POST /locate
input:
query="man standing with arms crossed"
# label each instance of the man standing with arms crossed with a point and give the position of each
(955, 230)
* * *
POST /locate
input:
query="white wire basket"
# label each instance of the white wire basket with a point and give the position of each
* * *
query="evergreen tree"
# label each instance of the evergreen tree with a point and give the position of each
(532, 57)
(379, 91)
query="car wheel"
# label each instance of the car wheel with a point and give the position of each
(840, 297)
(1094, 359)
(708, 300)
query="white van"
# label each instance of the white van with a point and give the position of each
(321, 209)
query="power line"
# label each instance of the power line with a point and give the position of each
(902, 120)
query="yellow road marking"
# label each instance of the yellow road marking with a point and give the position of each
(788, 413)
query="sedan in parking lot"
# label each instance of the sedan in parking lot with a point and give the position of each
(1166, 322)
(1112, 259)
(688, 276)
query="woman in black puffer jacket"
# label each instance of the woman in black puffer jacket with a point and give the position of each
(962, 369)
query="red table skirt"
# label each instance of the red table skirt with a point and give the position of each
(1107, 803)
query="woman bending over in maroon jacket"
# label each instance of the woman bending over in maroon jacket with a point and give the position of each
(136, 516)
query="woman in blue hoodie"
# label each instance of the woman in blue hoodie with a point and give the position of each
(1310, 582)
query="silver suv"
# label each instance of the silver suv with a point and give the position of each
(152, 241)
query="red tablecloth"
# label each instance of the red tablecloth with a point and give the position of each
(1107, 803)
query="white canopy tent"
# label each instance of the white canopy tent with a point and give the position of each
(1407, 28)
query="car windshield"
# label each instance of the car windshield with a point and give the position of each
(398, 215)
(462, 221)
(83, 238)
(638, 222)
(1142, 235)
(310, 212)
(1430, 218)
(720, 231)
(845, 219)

» REQUIREMENTS
From the items above, copy each line that contains the string "wire". Matching is case-sensitive.

» FINISHED TASK
query="white wire basket"
# label each instance of the white wire basket with a point and give the position of each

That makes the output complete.